→ WHAT YOU NEED TO DO:
A. List every artist that the article on the Iggy Pop song "Funtime" names as having covered it.
B. Carry on the article about the Iggy Pop song "Funtime" from its final sentence.

→ PAGE TEXT:
-.-.-
Song by Iggy Pop

from the album The Idiot
- Released: 1977
- Recorded: 1976–1977
- Genre: Gothic rock
- Length: 2:54
- Label: RCA
- Songwriters: Iggy Pop; David Bowie;
- Producer: David Bowie

= Funtime (Iggy Pop song) =

"Funtime" is a song written by Iggy Pop and David Bowie, first released by Iggy Pop on his 1977 album entitled The Idiot. It reflects Iggy and Bowie's growing fascination with the German music scene, and bears marked similarities to "Lila Engel" by krautrock band Neu!. It has since been covered by multiple artists including Blondie, Boy George, Bebe Buell, Peter Murphy, R.E.M. and The Cars.

== Composition ==
Iggy had the idea for the song after hearing the Sex Pistols cover the song "No Fun" by his band The Stooges, lyrically the song's ironic take on fun is similar to the song in question. David Bowie wrote the music as well as plays guitar, synthesizers, piano and sings the main chorus on the track. Most notably one of the riffs he plays is a parody of the main riff of The Rolling Stones' "(I Can't Get No) Satisfaction". The song would also appear to have been inspired by the Sly & The Family Stone song "Fun", which appeared on their third studio album Life (1968).

== Use in media ==
The song was used in the movie The Hunger (1983), along with the song "Bela Lugosi's Dead" by gothic rock band Bauhaus, whose frontman Peter Murphy later covered "Funtime" on his second solo album Love Hysteria (1988). The film also stars co-writer of the song, David Bowie.
-.-.-
→ DATA EXCERPT:

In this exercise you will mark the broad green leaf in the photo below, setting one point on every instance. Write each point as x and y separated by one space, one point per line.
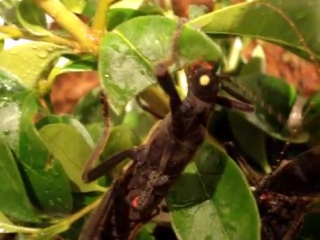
-.-.-
→ ANSWERS BY TASK:
A. Blondie, Boy George, Bebe Buell, Peter Murphy, R.E.M., The Cars

B.
== Legacy ==
Following its studio appearance on The Idiot, a live version of "Funtime" was included on Pop's TV Eye Live 1977. Pop also performed the song on the television show Dinah! in 1977 with Bowie accompanying on keyboards and backing vocal.

During the sessions for 1981's Shake It Up, members of The Cars recorded a version of "Funtime" featuring bassist Benjamin Orr on vocals. According to Brett Milano's liner notes for Just What I Needed: The Cars Anthology (1995), Pop was present at the recording session and complimented Orr's vocal impersonation of him, telling the bassist "You sound more like me than me." The song was later stripped of Orr's vocals and re-sung by fashion model Bebe Buell, whom Cars singer Ric Ocasek had befriended. The version with Buell's vocals was included on her 1981 EP Covers Girl; the Cars version was released on the band's compilation album Just What I Needed: The Cars Anthology.

Former Bauhaus singer Peter Murphy included a cover of "Funtime" on his 1988 album Love Hysteria.

In 1989, R.E.M. released their own version as the B-side to the Green track "Get Up". A live version of "Funtime" was also recorded by R.E.M. on November 19, 1992, and included on 1995's Strange Currencies EP.

A fifteen-minute live medley of T. Rex's "Bang a Gong" and "Funtime" was performed in 1980 by American band Blondie and released on the 1997 album Picture This Live, also released as Blondie Live - Philadelphia 1978/Dallas 1980. AllMusic reviewer Stephen Thomas Erlewine described the medley as a highlight of the disc.

English pop singer Boy George released a cover of "Funtime" as the lead track on his 1995 album Cheapness and Beauty; AllMusic reviewer William Ruhlmann described George's cover as "a screaming guitar rock version."

A music video was created for the song and it was released as a single, reaching number 45 on the UK Singles Chart in April 1995 and number 60 in Australia in June 1995.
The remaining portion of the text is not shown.